**Objective**
Extract the rows from the one containing "task | drop a marker on every instance of the patch" through the final row, inclusive, and reproduce each line verbatim.

[Dataset entries]
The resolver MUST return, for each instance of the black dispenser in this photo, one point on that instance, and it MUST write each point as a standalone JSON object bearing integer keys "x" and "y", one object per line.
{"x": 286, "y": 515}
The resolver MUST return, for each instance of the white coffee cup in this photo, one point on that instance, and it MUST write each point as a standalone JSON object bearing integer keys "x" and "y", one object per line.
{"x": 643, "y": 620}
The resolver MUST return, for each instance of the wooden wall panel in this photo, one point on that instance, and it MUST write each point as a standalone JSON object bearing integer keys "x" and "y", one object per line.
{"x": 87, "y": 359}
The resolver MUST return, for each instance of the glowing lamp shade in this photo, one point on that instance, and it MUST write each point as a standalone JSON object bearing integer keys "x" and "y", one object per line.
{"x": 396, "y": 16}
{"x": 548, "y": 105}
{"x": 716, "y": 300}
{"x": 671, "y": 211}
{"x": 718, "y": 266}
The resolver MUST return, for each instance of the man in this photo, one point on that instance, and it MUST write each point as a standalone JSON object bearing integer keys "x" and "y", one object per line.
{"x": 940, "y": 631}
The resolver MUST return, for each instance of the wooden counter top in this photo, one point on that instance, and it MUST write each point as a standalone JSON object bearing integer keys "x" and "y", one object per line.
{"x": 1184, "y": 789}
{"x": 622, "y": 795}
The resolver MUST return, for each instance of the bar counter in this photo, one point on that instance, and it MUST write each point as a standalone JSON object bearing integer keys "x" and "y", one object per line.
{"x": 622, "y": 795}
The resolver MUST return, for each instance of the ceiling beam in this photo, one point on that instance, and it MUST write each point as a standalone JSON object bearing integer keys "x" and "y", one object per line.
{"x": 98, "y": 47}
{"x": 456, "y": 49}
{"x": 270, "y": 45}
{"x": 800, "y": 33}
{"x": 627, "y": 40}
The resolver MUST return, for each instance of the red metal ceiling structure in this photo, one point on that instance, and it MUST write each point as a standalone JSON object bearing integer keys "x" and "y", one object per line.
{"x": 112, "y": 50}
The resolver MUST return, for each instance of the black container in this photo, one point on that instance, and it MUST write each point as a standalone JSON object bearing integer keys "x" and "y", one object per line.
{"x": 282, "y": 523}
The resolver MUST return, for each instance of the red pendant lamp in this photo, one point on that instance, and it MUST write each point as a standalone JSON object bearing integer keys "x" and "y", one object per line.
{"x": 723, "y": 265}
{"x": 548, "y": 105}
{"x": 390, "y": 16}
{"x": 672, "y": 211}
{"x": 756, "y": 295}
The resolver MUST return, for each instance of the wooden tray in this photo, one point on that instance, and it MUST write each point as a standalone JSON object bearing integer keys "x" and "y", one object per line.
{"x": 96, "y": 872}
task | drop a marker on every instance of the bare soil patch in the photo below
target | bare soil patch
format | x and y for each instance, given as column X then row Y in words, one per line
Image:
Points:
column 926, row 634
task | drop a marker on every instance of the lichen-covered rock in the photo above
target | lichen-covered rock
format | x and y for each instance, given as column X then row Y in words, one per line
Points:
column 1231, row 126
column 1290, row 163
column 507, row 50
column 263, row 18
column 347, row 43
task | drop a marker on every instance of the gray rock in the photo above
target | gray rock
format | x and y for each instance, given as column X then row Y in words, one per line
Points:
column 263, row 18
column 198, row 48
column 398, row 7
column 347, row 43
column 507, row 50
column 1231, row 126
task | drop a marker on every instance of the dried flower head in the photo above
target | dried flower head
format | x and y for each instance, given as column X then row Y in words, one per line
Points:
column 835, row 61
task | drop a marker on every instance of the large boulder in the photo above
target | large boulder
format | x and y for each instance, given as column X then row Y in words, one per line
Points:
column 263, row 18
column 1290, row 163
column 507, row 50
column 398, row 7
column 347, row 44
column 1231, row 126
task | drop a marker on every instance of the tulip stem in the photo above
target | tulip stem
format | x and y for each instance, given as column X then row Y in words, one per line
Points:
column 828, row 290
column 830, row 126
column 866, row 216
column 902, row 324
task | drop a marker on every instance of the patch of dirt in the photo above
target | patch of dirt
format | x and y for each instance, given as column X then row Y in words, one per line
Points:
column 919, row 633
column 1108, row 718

**Expected answer**
task | drop a marker on every instance of the patch of dirt in the photo above
target | patch of dirt
format | x and y for each instance, given as column X then row Y in words, one per line
Points:
column 919, row 633
column 1108, row 718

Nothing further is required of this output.